→ **WHAT NEEDS TO BE DONE**
Can you format the listing's lines as a numbered list, starting at the line that contains "Objective — drop one pin on each instance of the small" and continuing through the end of the listing, with any blank lines left out?

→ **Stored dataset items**
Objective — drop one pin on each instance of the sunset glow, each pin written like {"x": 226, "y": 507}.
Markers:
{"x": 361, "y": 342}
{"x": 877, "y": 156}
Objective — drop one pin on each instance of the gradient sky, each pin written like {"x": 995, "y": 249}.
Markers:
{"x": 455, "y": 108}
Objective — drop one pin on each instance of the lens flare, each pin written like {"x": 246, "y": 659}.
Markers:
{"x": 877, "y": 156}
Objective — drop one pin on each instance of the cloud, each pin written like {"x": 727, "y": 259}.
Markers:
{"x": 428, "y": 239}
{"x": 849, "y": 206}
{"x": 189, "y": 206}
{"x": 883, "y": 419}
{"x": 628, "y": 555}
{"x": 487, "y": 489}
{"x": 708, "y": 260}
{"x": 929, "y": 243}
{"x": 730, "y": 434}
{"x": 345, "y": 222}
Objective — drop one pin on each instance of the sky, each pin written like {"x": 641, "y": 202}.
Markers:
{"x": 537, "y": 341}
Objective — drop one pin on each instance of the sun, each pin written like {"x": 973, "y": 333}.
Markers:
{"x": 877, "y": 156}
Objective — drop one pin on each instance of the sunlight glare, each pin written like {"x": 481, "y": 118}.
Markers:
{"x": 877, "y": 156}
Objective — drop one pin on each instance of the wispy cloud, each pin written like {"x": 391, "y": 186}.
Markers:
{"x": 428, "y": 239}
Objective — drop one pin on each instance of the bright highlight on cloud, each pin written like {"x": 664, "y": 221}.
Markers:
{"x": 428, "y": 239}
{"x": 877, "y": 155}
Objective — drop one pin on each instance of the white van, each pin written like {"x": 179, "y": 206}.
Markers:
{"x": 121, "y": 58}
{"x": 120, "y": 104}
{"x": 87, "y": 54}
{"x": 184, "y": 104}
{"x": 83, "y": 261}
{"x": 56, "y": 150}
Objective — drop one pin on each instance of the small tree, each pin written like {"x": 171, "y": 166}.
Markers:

→ **WRITTEN RESPONSE**
1. Objective — drop one pin on each instance of the small tree, each pin written like {"x": 171, "y": 166}.
2. Markers:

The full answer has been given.